* AIM OF THE EXERCISE:
Rewrite only the items from the line with "Point to the brown" up to and including the line with "[447, 1228]", keeping every line. Raise each number in the answer coordinates by 136 and leave all other text unchanged.

[START SUPPLIED MATERIAL]

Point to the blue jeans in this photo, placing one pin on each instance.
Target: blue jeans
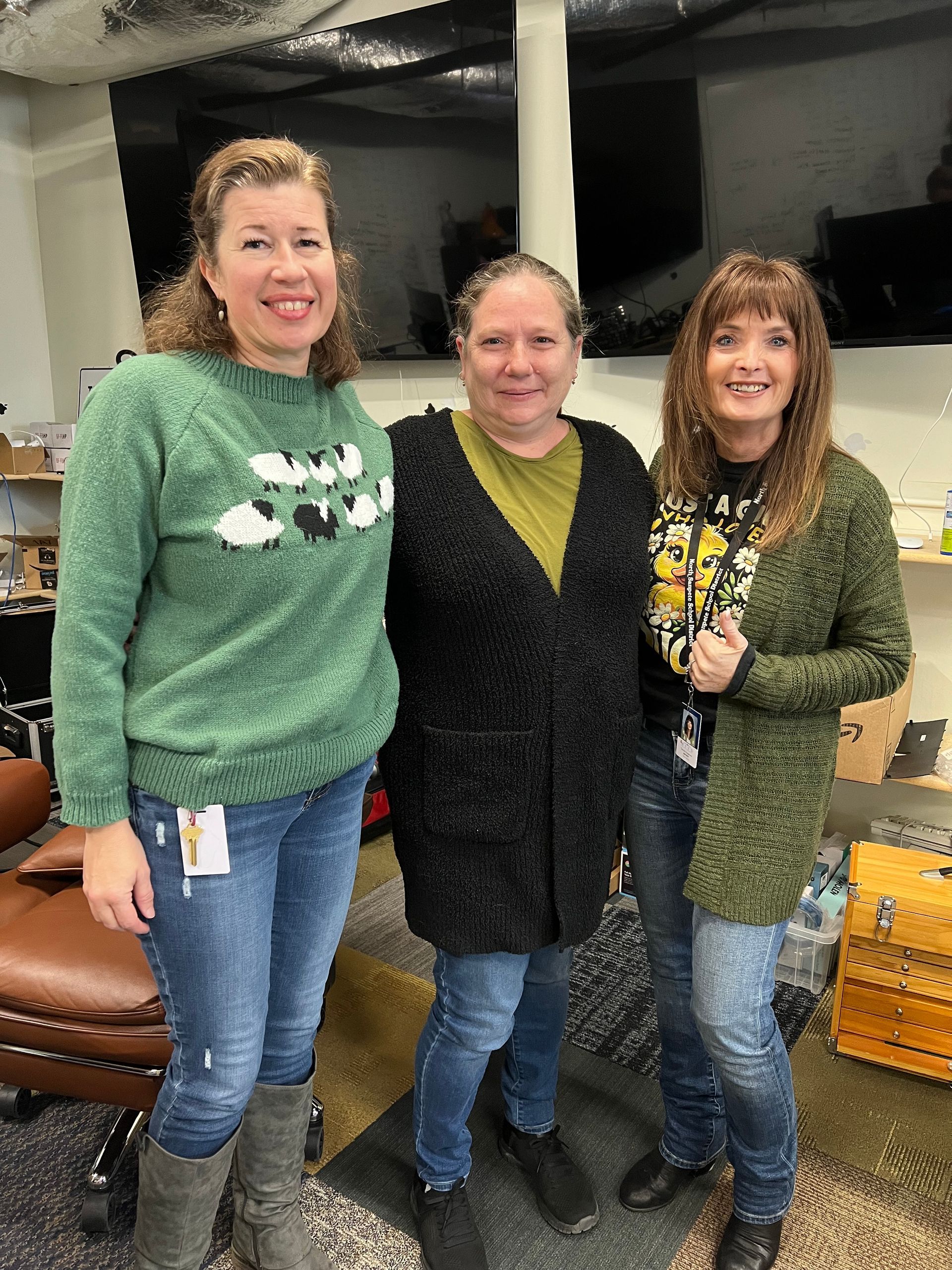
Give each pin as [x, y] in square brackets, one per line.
[485, 1001]
[241, 958]
[725, 1072]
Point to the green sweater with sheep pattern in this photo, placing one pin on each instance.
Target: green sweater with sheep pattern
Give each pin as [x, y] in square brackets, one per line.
[828, 619]
[246, 517]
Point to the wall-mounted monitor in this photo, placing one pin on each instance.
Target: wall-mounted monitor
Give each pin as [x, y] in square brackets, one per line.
[822, 131]
[416, 114]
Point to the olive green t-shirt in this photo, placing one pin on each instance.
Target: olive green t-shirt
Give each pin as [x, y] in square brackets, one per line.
[536, 496]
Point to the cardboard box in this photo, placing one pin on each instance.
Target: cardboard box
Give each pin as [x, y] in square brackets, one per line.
[21, 460]
[41, 561]
[870, 733]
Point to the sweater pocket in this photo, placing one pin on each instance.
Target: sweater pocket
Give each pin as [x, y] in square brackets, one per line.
[476, 785]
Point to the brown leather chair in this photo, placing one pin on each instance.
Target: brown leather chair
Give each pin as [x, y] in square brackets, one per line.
[79, 1008]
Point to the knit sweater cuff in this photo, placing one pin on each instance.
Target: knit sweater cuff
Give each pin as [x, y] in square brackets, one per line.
[93, 811]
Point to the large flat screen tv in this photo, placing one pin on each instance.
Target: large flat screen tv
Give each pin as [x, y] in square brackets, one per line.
[416, 115]
[822, 131]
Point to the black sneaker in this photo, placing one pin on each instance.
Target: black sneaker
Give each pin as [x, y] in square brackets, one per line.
[563, 1192]
[447, 1228]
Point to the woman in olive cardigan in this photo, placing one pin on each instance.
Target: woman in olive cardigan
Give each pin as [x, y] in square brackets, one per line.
[795, 548]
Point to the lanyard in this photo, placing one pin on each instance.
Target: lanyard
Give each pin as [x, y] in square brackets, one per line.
[738, 539]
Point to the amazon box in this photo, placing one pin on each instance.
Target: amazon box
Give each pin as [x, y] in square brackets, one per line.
[19, 459]
[870, 732]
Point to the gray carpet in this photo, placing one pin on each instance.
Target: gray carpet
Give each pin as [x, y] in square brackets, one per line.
[611, 1117]
[44, 1165]
[376, 926]
[612, 1009]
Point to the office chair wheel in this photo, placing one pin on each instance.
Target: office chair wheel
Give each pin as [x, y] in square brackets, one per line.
[314, 1146]
[18, 1103]
[98, 1212]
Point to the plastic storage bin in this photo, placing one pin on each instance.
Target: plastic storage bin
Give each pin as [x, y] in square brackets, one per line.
[808, 956]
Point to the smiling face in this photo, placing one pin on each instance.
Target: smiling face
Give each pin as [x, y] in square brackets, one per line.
[275, 268]
[518, 360]
[752, 371]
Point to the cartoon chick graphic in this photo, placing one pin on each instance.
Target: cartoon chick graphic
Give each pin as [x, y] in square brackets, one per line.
[670, 566]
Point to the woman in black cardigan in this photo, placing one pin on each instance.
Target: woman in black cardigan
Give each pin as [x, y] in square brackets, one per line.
[517, 578]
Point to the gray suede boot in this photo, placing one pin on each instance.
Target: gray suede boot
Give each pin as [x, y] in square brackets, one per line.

[END SUPPLIED MATERIAL]

* EXERCISE RESULT:
Point to the brown leather chair in this photo, placing one pin on each instance.
Target: brown leather chair
Give each pin as [x, y] in square brackets, one per line.
[215, 1144]
Point to the knit sweater cuff in this photo, placing one pin on each instance.
Target: knit sweater cuff
Give each pin as [x, y] in square brackets, one per line.
[229, 947]
Point to the large flat screen tv in this photo, placing one pin on each instance.
Target: large flat screen tv
Give each pin as [x, y] in square brackets, one per line.
[552, 251]
[958, 267]
Point to the black sneaker in this photo, placing one pin on each instance.
Target: black sneaker
Give each pin as [x, y] in square brackets, one per line.
[699, 1328]
[583, 1364]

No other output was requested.